## Source passage
Jeff Immelt’s Next Big Problem: GE’s Business is Improving, But the Stock’s Ahead of Itself
General Electric (GE) finally has growth in its industrial businesses and cash coming from its finance division, and those accomplishments seem to clear up the two biggest problems that have plagued its shares for years. So should more investors be chasing this company and its 3% dividend yield? It depends on what kind of company you really think GE is.
GE is an unusual combination of a huge industrial company and a huge bank, GE Capital Corp., and investors traditionally value these two businesses in very different ways. The ramp up in profits from GE Capital paired with the corporate intention of shrinking its finance operations compounds the difficulty in assessing a fair price for GE shares. It’s one of the big reasons investors differ on their opinions about whether GE shares, now at a 52-week high, are still good value investments. A five-year stock chart shows the pain and he recent gain.
After years of suffering the consequences of a financial sector meltdown, GE very much wants to be an industrial company now. Since 2007, when GE Capital contributed nearly half of its earnings, it has been selling financial assets to reduce risk and to focus on building up the aerospace/energy/medical/transportation part of the company. The industrial divisions recently started growing again, and a smaller, rehabilitated finance division is providing the cash.

## Using the information
#1 Reproduce the section of the GE article that begins with the words containing "GE is an unusual" and ends with "he recent gain.".
#2 According to the GE article, how much of GE's earnings came from GE Capital in 2007?

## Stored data
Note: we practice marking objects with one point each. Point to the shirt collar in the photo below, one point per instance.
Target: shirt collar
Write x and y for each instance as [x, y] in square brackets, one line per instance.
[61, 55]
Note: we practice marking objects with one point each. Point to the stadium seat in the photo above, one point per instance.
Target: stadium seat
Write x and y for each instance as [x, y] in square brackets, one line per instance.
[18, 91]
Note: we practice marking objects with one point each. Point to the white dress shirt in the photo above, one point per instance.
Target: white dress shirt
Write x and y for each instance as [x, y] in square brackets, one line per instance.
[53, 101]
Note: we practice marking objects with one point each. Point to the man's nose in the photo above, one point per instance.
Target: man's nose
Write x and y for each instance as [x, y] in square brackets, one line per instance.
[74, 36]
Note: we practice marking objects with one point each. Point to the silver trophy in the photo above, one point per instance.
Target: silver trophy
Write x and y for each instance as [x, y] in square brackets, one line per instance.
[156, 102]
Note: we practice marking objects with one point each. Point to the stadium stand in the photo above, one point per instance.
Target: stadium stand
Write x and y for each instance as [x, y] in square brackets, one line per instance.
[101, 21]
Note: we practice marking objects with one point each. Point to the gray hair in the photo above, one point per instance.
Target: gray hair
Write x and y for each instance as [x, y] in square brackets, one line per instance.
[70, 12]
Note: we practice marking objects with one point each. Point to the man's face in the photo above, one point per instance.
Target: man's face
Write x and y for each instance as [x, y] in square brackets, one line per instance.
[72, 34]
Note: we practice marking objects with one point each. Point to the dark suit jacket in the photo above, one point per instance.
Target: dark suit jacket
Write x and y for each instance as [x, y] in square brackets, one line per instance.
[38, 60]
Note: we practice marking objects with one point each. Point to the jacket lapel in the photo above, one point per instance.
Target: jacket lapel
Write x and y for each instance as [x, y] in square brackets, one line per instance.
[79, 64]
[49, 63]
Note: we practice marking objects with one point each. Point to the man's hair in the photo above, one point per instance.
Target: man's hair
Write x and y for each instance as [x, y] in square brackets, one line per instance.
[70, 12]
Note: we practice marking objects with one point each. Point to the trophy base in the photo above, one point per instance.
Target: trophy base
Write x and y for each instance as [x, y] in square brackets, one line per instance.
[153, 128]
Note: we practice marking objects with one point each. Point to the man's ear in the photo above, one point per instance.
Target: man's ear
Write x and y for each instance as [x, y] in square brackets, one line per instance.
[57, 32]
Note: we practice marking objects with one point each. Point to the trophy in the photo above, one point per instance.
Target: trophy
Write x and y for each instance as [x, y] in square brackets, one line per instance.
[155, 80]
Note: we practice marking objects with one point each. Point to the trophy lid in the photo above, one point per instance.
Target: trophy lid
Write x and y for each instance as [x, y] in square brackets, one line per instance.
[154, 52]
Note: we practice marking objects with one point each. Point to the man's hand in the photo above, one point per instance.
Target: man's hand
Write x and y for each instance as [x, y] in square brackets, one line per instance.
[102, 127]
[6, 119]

## Task-by-task results
#1
GE is an unusual combination of a huge industrial company and a huge bank, GE Capital Corp., and investors traditionally value these two businesses in very different ways. The ramp up in profits from GE Capital paired with the corporate intention of shrinking its finance operations compounds the difficulty in assessing a fair price for GE shares. It’s one of the big reasons investors differ on their opinions about whether GE shares, now at a 52-week high, are still good value investments. A five-year stock chart shows the pain and he recent gain.

#2 Nearly half.